**WORK INSTRUCTIONS:** Each entry below is to be transcribed exactly.
## Begin
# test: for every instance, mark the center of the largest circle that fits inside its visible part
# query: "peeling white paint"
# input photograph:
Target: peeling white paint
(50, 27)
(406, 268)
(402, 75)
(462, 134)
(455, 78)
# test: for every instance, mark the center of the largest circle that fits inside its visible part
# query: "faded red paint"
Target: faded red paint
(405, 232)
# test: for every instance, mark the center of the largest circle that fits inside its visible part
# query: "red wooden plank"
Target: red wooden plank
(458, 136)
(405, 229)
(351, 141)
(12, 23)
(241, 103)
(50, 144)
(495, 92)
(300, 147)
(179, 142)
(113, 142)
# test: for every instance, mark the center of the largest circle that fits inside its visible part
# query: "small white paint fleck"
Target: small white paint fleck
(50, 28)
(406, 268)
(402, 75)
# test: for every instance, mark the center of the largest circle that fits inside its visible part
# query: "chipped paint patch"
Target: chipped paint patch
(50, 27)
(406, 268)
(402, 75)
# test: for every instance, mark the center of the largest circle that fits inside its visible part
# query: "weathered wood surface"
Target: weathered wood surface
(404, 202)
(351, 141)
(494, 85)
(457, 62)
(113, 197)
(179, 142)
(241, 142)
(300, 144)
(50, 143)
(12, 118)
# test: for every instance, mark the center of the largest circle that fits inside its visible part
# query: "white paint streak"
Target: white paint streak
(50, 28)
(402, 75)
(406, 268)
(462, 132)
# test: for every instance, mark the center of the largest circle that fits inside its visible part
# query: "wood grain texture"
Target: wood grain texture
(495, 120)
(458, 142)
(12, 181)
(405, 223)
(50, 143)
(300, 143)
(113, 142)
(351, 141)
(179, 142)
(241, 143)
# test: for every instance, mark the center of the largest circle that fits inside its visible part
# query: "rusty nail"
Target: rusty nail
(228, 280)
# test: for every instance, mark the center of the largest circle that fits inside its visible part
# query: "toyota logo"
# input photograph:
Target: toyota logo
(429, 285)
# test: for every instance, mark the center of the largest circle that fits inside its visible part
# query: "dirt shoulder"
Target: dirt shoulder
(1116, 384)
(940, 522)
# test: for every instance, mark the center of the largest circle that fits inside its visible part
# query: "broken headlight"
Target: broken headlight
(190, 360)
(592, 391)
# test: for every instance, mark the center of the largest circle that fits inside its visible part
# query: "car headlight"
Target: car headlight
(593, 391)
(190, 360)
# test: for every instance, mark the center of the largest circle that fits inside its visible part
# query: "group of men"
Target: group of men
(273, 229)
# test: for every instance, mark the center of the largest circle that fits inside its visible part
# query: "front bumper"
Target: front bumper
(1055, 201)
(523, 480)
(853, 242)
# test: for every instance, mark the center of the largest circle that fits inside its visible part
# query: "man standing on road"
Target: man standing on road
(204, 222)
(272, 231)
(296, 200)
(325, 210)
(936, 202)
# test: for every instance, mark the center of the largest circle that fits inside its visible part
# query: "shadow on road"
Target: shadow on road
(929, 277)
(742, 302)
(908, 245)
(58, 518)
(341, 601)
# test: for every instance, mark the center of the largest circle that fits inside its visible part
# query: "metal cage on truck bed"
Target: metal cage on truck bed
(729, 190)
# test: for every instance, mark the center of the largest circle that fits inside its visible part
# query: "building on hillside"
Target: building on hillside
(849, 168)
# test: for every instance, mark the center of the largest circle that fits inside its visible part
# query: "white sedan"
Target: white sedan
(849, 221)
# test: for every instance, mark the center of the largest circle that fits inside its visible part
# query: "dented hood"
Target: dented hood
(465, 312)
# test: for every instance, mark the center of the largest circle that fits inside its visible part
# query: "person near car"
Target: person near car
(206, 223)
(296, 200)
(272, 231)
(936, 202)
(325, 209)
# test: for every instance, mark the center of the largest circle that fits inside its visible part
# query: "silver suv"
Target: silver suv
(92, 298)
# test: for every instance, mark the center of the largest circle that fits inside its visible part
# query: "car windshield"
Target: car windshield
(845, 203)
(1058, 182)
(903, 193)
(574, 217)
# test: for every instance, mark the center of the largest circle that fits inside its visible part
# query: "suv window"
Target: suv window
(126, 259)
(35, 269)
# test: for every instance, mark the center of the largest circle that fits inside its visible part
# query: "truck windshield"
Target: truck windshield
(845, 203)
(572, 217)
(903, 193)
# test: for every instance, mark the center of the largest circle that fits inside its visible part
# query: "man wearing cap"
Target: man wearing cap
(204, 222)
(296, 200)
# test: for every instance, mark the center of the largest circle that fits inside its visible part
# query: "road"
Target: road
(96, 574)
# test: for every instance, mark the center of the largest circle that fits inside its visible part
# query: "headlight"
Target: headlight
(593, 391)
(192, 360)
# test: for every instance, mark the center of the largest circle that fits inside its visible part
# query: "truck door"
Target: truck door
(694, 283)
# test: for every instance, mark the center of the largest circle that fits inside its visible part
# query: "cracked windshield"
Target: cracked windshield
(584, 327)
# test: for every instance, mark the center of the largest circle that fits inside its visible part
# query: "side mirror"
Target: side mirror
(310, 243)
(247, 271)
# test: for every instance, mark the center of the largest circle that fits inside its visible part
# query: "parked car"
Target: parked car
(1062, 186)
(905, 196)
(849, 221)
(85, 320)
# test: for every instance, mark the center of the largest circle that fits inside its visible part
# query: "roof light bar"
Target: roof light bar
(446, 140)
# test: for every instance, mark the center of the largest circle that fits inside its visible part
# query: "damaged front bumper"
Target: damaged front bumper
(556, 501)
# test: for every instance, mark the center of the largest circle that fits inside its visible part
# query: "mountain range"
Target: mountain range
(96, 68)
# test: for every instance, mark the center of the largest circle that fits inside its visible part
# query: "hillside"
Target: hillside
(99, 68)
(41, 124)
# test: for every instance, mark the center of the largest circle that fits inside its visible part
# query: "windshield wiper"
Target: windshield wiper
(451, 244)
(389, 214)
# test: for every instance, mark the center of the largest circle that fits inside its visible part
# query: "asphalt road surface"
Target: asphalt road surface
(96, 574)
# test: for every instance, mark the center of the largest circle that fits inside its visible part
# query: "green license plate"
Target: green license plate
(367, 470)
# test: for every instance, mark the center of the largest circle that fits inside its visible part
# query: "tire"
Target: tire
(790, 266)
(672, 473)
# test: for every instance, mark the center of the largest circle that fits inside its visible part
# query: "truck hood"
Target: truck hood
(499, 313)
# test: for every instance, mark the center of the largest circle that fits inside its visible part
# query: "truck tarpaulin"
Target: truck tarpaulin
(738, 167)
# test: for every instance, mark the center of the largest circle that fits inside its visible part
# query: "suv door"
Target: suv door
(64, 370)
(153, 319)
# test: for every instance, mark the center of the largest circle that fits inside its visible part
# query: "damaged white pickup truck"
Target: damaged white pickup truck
## End
**SOLVED EXERCISE:**
# test: for every instance, mark the center of the largest circle that fits inside its visible part
# query: "peeling white paint"
# input photograph:
Target: peeling white paint
(50, 27)
(406, 268)
(402, 75)
(462, 134)
(455, 78)
# test: for every instance, mark the center of the largest circle that fits inside its visible part
# query: "faded red paint"
Target: faded red paint
(405, 232)
# test: for every instance, mark the center of the largest circle that fits inside its visible part
# query: "red wooden plank"
Target: red wooden plank
(458, 136)
(405, 229)
(351, 141)
(12, 23)
(241, 103)
(50, 144)
(495, 92)
(300, 147)
(179, 142)
(113, 142)
# test: for every instance, mark the center of the largest circle that fits inside its visible part
# query: "small white paint fleck"
Target: small white paint fleck
(50, 28)
(406, 268)
(402, 75)
# test: for every instance, mark the center of the largest circle that fits inside its visible part
# query: "chipped paint patch"
Target: chipped paint patch
(50, 27)
(406, 268)
(402, 75)
# test: for every instance, mark the center of the largest circle that fits inside its visible part
# query: "weathered wood surface"
Target: weathered wood surface
(404, 202)
(351, 141)
(494, 85)
(457, 62)
(113, 197)
(179, 142)
(241, 142)
(300, 144)
(50, 143)
(12, 118)
# test: for every instance, mark the center of the largest circle that fits inside its visible part
# query: "white paint streak"
Target: white paint streak
(50, 28)
(402, 75)
(406, 268)
(462, 132)
# test: for every instance, mark the center of the largest circle that fits inside its visible part
# query: "wood grain texture"
Target: wood grain texture
(495, 120)
(458, 142)
(12, 181)
(405, 223)
(50, 143)
(300, 143)
(113, 142)
(351, 141)
(179, 142)
(241, 143)
# test: for every instance, mark the center of the largest circle that fits inside its visible part
# query: "rusty nail"
Target: rusty nail
(228, 280)
# test: for every instance, mark the center of the largest circle that fits inside its visible part
# query: "toyota logo"
# input photograph:
Target: toyota logo
(429, 285)
# test: for every instance, mark the center of the largest circle that fits inside its visible part
# query: "dirt shoulder"
Target: dirt shoulder
(1116, 384)
(940, 522)
# test: for every instance, mark the center of the largest circle that fits inside its visible part
# query: "broken headlight"
Target: broken headlight
(190, 360)
(592, 391)
# test: for every instance, mark the center of the largest circle that fits inside its visible part
# query: "car headlight"
Target: car headlight
(593, 391)
(190, 360)
# test: for every instance, mark the center of the largest circle that fits inside its visible part
# query: "group of men"
Target: group of men
(273, 229)
# test: for every instance, mark the center of the largest circle that fits inside its visible part
# query: "front bumper"
Target: front bumper
(1055, 201)
(523, 480)
(853, 242)
# test: for every instance, mark the center of the largest circle that fits inside its visible part
# query: "man standing on road"
Target: man standing on road
(204, 222)
(272, 231)
(296, 200)
(325, 210)
(936, 202)
# test: for every instance, mark the center of the largest circle that fits inside its visible part
# query: "shadow on road"
Target: shadow on road
(929, 277)
(742, 302)
(908, 245)
(58, 518)
(341, 601)
# test: for every instance, mark the center of the largest circle that fits inside its visible part
# query: "metal cage on truck bed"
Target: metal cage on truck bed
(729, 190)
# test: for every instance, mark the center of the largest circle that fits inside its visible part
# query: "building on hillside"
Target: building on hillside
(849, 168)
# test: for every instance, mark the center of the largest circle that fits inside its visible part
# query: "white sedan"
Target: white sedan
(849, 221)
# test: for every instance, mark the center of the largest circle that fits inside its visible part
# query: "dented hood"
Target: dented hood
(465, 312)
# test: for every instance, mark the center of the largest circle that fits inside its visible part
# query: "person near car"
Target: person near car
(206, 223)
(296, 200)
(272, 231)
(936, 202)
(325, 209)
# test: for every instance, mark the center of the largest circle that fits inside its visible part
# query: "silver suv"
Target: silver suv
(92, 298)
# test: for every instance, mark the center of the largest circle that fits inside its visible part
# query: "car windshield"
Target: car windshield
(845, 203)
(1058, 182)
(903, 193)
(574, 217)
# test: for every instance, mark the center of the largest circle that fits inside its visible part
# query: "suv window"
Target: suv window
(126, 259)
(35, 269)
# test: for every instance, mark the center of the largest circle that fits inside its visible part
# query: "truck windshield"
Target: truck windshield
(845, 203)
(572, 217)
(903, 193)
# test: for every instance, mark the center of the largest circle that fits inside its visible part
# query: "man wearing cap"
Target: man wearing cap
(204, 222)
(296, 200)
# test: for every instance, mark the center of the largest circle that fits inside its visible part
# query: "road"
Target: road
(96, 574)
# test: for every instance, mark the center of the largest circle that fits inside its visible part
# query: "headlight"
Target: headlight
(593, 391)
(192, 360)
# test: for every instance, mark the center of the largest circle that fits inside its visible part
# query: "truck door"
Target: truck door
(694, 283)
# test: for every instance, mark the center of the largest circle that fits inside its visible part
# query: "cracked windshield"
Target: cracked windshield
(584, 327)
# test: for every instance, mark the center of the largest circle that fits inside its visible part
# query: "side mirror"
Target: side mirror
(310, 243)
(247, 271)
# test: for every instance, mark the center of the largest circle that fits inside its visible part
# query: "parked car"
Target: parked car
(1062, 186)
(905, 196)
(849, 221)
(85, 320)
# test: for every instance, mark the center of the largest circle that fits inside its visible part
# query: "roof light bar"
Target: roof light bar
(446, 140)
# test: for every instance, mark the center of the largest circle that fits inside its visible part
# query: "damaged front bumper"
Target: damaged front bumper
(556, 501)
# test: for every instance, mark the center of the largest circle that fits inside its visible part
# query: "mountain range"
Target: mountain range
(96, 68)
# test: for every instance, mark the center of the largest circle that fits inside its visible part
# query: "hillside"
Target: hillside
(99, 68)
(41, 124)
# test: for every instance, mark the center of the largest circle that fits inside its visible part
# query: "windshield wiper"
Target: windshield wiper
(451, 244)
(389, 214)
# test: for every instance, mark the center of the largest circle that fits inside its visible part
# query: "asphalt road surface"
Target: asphalt road surface
(96, 574)
# test: for every instance, mark the center of the largest circle that fits inside its visible part
# query: "green license plate"
Target: green license plate
(367, 470)
# test: for every instance, mark the center of the largest circle that fits inside its visible part
# query: "tire"
Target: tire
(790, 266)
(672, 473)
# test: for every instance, mark the center of the largest circle that fits inside its visible part
# query: "truck hood"
Target: truck hood
(499, 313)
# test: for every instance, mark the center of the largest circle that fits inside its visible part
# query: "truck tarpaulin"
Target: truck tarpaulin
(738, 167)
# test: for every instance, mark the center of the largest circle that fits inside its visible part
# query: "suv door"
Target: suv door
(64, 370)
(153, 319)
# test: for every instance, mark the center of the largest circle that fits inside its visible part
# query: "damaged white pickup truck"
Target: damaged white pickup truck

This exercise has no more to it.